— start of Reading text —
It takes 3.5 minutes and processes 576 MB, i.e. 6% more data (the geography type for a point uses more than what two floats would take) for a 12.5% speedup in query performance.

Tip #3: Clustering

Notice that we use the time quite extensively. What if we ask BigQuery to store its tables in such a way that all equal values of that field are held in adjacent rows? This way, if our query every filters on some aspect of the time, BigQuery doesn’t have to do a full table scan. Instead, it can read just part of the table.

Because you can only create 2000 partitions at a time, I decided to partition by a dummy date field (this is okay because by clustering, we are forcing queries to use partitions):

CREATE OR REPLACE TABLE advdata.epaclustered 
PARTITION BY dummy_month
CLUSTER BY state_name, date_local
AS 
SELECT 
*, 
CAST(
CONCAT(CAST(EXTRACT(YEAR from date_local) AS STRING), "-", 
       CAST(EXTRACT(MONTH from date_local) AS STRING), "-01") AS DATE) AS dummy_month
FROM advdata.epageo

Now, let’s take the first query:

SELECT
 pm10.county_name,
 COUNT(DISTINCT pm10.site_num) AS num_instruments
FROM 
  advdata.epaclustered as pm10
WHERE 
  pm10.state_name = 'Ohio'
GROUP BY pm10.county_name

0.8 seconds, 43MB! No difference.
— end of Reading text —
— start of Excerpted data —
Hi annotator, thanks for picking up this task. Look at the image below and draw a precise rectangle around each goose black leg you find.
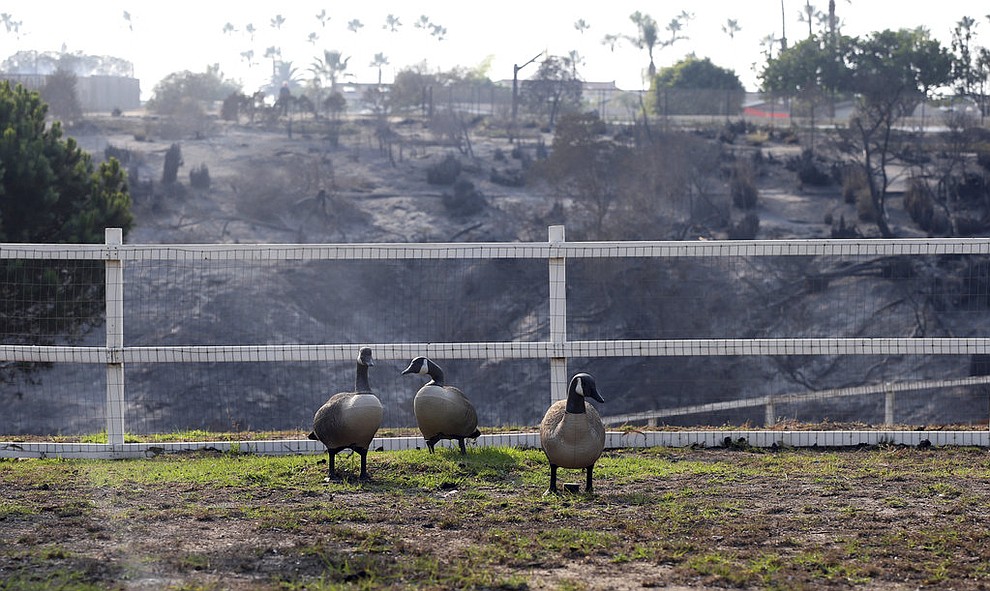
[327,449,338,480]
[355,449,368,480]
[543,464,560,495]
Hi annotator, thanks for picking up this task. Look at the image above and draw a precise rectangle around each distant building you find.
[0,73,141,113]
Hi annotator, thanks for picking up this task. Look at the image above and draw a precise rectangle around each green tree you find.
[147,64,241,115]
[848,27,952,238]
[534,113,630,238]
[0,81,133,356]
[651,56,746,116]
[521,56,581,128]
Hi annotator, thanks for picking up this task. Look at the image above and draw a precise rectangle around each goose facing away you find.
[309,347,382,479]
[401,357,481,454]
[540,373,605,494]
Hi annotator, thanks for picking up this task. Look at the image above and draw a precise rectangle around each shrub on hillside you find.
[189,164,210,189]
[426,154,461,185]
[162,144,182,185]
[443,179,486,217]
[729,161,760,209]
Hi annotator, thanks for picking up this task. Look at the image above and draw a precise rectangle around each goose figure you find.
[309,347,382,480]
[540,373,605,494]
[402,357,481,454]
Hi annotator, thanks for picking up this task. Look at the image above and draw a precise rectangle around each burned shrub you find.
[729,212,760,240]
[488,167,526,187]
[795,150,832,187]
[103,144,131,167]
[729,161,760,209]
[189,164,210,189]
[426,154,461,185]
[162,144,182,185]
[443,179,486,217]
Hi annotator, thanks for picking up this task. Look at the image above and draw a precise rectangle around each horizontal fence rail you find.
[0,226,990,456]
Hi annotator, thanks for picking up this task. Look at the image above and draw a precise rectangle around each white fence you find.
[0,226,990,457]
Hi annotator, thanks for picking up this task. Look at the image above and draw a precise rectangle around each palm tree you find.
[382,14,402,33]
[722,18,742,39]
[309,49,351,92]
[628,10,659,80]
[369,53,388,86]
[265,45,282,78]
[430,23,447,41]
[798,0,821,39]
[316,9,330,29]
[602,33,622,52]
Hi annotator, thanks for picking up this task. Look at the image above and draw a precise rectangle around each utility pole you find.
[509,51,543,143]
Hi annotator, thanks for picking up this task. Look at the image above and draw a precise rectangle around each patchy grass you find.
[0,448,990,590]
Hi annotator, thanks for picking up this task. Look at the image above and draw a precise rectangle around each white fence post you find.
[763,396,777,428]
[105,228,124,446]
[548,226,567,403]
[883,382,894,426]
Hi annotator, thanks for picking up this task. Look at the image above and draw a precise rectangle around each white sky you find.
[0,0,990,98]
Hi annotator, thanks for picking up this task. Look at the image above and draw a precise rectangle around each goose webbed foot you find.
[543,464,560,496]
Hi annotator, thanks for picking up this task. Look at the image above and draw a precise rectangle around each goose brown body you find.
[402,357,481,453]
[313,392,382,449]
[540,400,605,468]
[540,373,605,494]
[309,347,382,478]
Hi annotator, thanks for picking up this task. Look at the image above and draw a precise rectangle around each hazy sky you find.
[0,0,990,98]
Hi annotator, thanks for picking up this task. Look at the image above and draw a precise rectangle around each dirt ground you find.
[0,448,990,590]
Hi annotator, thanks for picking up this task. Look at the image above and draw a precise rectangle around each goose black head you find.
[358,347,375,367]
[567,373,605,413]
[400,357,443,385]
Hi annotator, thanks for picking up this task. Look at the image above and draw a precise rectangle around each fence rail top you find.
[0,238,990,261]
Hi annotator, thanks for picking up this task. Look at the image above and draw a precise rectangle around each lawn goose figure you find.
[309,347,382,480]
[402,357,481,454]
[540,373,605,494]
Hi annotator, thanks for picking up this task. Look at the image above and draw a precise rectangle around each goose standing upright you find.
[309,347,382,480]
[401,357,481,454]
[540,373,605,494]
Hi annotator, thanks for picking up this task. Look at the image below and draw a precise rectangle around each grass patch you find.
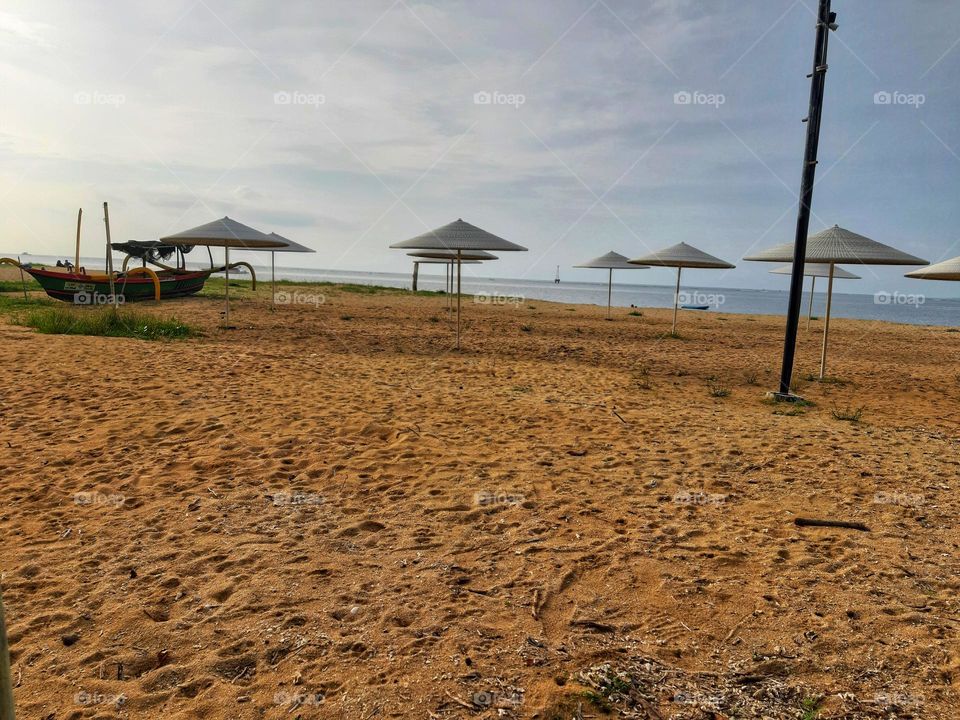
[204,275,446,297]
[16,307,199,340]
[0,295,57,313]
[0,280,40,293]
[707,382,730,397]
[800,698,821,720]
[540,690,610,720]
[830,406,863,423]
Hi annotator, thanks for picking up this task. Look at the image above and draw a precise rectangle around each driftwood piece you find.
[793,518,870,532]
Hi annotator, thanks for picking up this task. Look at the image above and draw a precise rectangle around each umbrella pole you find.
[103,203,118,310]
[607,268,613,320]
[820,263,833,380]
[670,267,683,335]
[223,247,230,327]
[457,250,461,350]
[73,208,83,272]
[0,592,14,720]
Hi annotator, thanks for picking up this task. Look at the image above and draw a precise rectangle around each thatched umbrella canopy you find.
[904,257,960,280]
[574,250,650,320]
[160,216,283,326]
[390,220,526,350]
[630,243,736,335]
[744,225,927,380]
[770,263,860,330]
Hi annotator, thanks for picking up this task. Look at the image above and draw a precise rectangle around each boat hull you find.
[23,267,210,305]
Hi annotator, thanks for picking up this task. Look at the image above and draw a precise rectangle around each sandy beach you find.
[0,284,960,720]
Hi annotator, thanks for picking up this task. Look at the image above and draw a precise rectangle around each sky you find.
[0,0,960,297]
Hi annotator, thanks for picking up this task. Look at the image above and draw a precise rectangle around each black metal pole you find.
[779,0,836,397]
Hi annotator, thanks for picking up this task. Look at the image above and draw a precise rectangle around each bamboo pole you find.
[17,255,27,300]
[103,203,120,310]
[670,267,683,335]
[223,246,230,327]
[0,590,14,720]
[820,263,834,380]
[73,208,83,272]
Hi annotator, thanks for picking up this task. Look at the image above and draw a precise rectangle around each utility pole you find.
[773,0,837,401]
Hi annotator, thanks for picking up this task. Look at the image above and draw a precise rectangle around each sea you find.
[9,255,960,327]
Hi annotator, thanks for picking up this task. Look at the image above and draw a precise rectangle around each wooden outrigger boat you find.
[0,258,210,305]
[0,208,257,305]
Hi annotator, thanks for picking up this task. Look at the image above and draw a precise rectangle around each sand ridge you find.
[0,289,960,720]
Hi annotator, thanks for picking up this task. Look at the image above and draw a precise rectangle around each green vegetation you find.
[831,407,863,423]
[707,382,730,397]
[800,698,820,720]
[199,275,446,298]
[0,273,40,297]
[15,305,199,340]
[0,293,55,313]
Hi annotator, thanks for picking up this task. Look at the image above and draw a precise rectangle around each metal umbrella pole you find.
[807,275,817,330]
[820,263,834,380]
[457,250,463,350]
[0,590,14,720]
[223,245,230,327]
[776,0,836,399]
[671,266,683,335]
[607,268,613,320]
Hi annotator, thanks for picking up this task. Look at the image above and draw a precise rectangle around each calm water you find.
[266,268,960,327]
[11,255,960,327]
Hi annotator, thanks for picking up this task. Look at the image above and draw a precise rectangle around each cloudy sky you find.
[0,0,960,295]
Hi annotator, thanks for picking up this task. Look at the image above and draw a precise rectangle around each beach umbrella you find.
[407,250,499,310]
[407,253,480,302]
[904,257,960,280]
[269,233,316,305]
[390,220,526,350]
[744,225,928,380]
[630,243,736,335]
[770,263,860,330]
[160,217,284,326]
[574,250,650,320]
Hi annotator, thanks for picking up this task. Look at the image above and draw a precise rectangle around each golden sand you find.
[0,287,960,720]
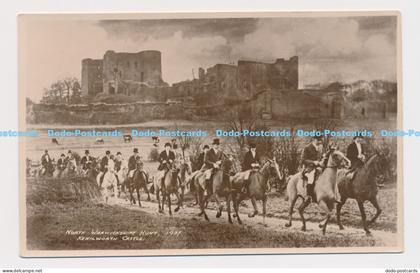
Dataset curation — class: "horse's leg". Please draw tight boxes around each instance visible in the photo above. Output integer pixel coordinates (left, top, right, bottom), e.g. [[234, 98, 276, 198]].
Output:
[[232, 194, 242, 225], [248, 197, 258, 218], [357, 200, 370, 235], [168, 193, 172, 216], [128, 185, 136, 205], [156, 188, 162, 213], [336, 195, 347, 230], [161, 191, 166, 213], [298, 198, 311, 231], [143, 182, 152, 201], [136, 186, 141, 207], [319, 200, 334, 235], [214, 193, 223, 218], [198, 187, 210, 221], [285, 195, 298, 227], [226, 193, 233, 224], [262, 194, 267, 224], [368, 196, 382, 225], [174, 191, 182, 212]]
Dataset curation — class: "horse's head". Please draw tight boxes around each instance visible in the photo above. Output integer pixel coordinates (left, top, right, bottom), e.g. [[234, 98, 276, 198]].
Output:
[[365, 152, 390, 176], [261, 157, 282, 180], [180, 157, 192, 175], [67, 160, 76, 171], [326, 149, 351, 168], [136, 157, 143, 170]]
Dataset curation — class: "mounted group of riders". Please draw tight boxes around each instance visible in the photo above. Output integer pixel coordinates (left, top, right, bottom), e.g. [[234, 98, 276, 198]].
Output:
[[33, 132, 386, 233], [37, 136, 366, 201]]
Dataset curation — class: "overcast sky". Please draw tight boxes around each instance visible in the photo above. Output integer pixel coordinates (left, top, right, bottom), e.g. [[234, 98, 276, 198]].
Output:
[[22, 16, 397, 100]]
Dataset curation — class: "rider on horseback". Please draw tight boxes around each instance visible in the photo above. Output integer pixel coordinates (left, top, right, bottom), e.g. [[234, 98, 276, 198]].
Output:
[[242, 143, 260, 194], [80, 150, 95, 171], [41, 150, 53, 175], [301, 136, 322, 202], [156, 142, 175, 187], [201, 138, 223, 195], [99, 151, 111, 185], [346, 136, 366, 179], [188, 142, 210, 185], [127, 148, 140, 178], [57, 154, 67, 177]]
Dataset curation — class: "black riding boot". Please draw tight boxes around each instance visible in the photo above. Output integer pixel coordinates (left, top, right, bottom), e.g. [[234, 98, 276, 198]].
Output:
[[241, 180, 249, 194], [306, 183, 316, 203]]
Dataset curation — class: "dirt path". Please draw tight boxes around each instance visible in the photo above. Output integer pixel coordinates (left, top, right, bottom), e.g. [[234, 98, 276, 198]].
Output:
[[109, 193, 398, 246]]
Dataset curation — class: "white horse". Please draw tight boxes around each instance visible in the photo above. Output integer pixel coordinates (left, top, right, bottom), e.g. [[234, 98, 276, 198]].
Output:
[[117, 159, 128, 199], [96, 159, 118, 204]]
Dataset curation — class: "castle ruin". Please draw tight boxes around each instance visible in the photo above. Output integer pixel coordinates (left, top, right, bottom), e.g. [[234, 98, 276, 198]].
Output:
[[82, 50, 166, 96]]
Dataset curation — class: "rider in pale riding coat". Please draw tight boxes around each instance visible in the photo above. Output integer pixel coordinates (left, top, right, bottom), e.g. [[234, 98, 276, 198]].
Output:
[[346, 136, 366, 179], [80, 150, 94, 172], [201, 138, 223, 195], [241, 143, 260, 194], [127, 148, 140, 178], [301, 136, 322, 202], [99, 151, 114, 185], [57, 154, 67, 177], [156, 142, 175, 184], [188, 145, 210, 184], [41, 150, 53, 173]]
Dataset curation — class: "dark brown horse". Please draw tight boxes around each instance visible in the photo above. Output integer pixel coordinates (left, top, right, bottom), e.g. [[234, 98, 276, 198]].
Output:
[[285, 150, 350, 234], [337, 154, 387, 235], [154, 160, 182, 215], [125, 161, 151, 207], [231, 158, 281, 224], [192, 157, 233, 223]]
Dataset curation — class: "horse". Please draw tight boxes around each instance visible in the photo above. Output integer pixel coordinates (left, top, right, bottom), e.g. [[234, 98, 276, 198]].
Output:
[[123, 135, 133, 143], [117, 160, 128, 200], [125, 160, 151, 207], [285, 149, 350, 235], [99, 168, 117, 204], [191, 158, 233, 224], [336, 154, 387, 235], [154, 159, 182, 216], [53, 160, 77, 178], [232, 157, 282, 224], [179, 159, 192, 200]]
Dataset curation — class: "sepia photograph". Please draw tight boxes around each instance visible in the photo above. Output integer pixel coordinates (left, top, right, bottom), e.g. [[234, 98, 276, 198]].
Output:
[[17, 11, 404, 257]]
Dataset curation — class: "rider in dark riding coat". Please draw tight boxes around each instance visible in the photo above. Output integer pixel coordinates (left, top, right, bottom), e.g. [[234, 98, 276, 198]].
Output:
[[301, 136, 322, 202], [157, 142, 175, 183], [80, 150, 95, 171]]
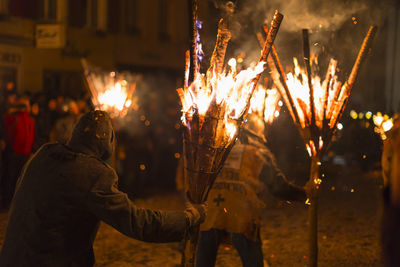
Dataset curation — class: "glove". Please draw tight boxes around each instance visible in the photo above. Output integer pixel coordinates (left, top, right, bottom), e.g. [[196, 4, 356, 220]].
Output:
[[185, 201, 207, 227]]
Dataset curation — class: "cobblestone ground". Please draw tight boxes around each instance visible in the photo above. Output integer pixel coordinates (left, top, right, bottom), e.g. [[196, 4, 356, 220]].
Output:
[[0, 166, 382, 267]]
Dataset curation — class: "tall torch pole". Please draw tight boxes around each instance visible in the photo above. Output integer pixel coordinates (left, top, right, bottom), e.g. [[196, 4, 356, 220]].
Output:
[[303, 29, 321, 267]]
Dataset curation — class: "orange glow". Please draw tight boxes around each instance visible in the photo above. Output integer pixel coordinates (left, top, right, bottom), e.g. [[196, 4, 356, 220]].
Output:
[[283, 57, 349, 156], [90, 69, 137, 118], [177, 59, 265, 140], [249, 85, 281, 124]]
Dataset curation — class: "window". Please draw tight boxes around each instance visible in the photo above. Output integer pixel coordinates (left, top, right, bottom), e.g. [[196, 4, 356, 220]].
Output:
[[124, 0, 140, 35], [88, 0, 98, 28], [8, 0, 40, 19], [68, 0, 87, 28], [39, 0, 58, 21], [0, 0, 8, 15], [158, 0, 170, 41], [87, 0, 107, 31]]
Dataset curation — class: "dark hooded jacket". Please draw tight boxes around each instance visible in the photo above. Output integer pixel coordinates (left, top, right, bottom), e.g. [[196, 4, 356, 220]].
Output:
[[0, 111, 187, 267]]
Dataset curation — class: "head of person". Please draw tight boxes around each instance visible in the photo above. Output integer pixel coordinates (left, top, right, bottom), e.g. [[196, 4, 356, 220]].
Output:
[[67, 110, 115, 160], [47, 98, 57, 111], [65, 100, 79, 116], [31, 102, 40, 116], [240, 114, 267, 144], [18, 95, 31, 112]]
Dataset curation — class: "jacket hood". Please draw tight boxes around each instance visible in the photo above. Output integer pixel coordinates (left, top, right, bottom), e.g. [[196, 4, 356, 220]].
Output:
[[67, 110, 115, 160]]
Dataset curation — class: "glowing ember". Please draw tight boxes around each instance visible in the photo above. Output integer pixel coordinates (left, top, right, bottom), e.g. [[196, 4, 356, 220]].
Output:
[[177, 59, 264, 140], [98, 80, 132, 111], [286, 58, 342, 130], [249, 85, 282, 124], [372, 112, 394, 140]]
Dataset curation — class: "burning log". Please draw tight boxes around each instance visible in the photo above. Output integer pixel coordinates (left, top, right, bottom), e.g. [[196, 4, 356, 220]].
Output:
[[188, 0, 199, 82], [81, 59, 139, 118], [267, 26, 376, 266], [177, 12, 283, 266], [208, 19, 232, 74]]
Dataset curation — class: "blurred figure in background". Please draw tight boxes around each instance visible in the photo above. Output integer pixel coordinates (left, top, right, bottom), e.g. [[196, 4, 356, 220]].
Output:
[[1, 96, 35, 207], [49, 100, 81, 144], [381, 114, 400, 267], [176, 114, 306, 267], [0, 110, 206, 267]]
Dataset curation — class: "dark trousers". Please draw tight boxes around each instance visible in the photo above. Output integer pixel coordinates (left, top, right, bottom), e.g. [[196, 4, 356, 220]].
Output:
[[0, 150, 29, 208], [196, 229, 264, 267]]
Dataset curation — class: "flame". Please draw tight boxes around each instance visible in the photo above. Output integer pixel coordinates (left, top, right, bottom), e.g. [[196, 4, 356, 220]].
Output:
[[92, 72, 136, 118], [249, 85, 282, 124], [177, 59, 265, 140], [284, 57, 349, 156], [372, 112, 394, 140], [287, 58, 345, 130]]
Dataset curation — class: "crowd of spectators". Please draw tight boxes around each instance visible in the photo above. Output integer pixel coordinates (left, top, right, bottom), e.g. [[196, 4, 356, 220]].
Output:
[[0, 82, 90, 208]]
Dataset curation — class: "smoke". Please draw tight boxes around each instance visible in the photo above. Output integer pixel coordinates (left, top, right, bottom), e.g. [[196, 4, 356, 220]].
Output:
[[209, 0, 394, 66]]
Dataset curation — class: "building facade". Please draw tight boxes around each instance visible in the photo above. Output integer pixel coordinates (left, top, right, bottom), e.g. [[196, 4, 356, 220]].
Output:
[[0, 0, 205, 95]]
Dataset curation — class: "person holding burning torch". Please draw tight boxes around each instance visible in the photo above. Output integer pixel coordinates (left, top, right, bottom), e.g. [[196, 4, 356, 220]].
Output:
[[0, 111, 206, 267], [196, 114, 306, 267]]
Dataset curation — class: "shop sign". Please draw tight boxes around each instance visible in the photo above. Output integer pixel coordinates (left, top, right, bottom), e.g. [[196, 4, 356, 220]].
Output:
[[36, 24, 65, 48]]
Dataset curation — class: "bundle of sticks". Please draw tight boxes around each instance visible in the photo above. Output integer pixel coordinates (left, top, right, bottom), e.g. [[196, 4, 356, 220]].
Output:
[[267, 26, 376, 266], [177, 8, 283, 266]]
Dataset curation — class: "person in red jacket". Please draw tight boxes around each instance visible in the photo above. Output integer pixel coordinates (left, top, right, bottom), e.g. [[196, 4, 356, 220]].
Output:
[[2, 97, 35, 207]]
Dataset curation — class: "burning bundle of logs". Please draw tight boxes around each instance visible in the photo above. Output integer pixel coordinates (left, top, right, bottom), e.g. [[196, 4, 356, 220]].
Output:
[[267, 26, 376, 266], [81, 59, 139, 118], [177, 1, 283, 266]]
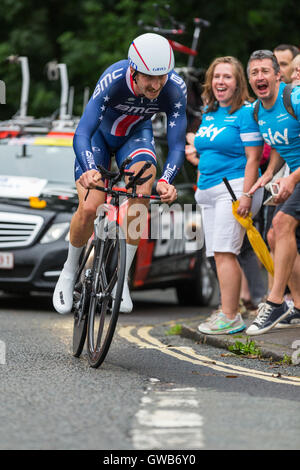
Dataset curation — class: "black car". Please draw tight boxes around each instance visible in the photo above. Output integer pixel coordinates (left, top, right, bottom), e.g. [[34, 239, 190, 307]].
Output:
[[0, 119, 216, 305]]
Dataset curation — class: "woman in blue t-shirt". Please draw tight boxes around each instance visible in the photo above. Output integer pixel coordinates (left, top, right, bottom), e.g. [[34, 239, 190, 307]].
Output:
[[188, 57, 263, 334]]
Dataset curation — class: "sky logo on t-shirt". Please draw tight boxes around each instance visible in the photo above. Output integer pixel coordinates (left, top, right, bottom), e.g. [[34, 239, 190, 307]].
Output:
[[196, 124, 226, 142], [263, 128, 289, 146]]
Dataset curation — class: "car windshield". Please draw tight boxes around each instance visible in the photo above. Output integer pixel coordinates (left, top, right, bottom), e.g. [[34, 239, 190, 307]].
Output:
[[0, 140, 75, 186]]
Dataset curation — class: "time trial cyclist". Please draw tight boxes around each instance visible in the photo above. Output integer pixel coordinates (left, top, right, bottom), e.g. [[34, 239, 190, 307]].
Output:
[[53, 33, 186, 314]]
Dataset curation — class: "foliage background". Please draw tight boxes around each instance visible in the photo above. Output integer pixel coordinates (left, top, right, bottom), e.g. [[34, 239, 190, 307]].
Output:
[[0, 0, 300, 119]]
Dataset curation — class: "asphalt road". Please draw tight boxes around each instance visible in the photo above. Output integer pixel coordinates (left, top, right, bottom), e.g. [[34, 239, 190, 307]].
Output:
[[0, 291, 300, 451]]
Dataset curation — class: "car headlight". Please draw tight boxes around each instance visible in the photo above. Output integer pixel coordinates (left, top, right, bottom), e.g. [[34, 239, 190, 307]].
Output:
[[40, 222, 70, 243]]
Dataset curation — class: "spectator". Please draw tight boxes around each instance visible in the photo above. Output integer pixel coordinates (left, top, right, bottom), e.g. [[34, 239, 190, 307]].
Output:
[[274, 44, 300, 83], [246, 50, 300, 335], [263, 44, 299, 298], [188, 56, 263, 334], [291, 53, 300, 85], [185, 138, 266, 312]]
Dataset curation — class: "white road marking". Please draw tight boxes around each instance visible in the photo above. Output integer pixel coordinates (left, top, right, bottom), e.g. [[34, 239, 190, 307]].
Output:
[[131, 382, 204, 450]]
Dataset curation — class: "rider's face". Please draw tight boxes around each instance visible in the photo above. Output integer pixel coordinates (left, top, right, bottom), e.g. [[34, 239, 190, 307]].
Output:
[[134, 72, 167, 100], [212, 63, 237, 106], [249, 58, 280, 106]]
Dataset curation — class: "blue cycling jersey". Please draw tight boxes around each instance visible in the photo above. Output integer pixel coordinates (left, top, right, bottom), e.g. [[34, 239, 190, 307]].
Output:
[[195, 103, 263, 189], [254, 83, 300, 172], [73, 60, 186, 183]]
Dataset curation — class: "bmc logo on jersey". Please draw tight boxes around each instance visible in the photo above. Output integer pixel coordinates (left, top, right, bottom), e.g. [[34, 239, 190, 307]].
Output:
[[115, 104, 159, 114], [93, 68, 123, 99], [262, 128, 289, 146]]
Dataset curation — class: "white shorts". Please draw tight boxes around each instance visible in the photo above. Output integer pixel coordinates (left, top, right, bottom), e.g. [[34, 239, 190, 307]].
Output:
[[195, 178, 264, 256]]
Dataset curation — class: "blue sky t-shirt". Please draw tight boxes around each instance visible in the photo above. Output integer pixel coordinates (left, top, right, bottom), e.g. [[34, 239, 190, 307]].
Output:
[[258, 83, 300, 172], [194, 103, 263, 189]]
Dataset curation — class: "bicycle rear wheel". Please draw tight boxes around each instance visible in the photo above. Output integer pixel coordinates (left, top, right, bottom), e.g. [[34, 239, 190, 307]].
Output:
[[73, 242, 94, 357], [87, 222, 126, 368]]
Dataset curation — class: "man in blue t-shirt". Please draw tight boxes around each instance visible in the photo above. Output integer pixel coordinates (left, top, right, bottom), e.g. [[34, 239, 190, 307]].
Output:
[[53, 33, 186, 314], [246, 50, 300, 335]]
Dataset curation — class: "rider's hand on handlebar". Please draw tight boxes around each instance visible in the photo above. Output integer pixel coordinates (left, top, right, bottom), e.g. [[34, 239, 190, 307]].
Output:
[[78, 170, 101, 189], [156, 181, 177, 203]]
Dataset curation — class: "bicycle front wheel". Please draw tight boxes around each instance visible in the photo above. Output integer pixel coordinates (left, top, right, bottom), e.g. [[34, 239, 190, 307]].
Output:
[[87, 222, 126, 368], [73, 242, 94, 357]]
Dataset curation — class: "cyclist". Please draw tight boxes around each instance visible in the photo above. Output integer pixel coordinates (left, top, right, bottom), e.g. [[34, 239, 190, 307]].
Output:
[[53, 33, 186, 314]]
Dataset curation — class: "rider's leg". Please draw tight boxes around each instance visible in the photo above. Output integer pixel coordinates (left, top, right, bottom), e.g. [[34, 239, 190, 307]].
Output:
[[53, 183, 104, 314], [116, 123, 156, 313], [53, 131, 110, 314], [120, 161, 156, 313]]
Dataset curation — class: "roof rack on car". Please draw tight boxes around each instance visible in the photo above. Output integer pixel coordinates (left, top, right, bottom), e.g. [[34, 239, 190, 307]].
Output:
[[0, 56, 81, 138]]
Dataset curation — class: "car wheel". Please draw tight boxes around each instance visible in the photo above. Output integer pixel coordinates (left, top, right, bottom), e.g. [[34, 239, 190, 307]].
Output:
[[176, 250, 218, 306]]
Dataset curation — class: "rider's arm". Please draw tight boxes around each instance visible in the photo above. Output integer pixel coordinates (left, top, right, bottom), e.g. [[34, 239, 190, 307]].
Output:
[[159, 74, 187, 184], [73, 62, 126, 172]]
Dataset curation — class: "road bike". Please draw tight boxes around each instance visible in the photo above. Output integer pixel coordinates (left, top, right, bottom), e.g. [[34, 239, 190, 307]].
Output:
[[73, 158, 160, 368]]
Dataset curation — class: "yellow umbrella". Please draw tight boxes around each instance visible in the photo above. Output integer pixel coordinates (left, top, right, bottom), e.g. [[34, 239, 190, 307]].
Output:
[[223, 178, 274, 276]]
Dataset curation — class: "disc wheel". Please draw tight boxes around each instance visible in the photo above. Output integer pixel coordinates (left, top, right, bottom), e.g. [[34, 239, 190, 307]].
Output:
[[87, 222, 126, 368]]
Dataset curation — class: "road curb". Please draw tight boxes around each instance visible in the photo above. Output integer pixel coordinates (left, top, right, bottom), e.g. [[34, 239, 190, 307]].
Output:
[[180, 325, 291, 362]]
— end of Excerpted data —
> Given exercise 1
In the BigQuery clustering text, which two fields does the CREATE OR REPLACE TABLE statement cluster the table by?
> Given exercise 2
Write the next part of the text on BigQuery clustering, starting after its final sentence.

> Written reply 1
state_name and date_local

> Written reply 2
How about the second?

SELECT
  MIN(EXTRACT(YEAR from pm10.date_local)) AS year
  , MAX(pm10obs.sample_measurement) AS PM10
FROM 
  advdata.epaclustered as pm10,
  UNNEST(obs) as pm10obs
CROSS JOIN
  `bigquery-public-data`.utility_us.us_cities_area as city
WHERE 
  pm10.state_name = 'Ohio' AND
  city.name = 'Columbus, OH' AND
  ST_Within( pm10.location, city.city_geom )
GROUP BY EXTRACT(YEAR from pm10.date_local)
ORDER BY year ASC

The query now takes just 20 seconds and processes 576.4 MB, a 10x speedup. This is because we clustered the table by month, and we are filtering by month, and this allows BigQuery to organize the data more efficiently.

Enjoy!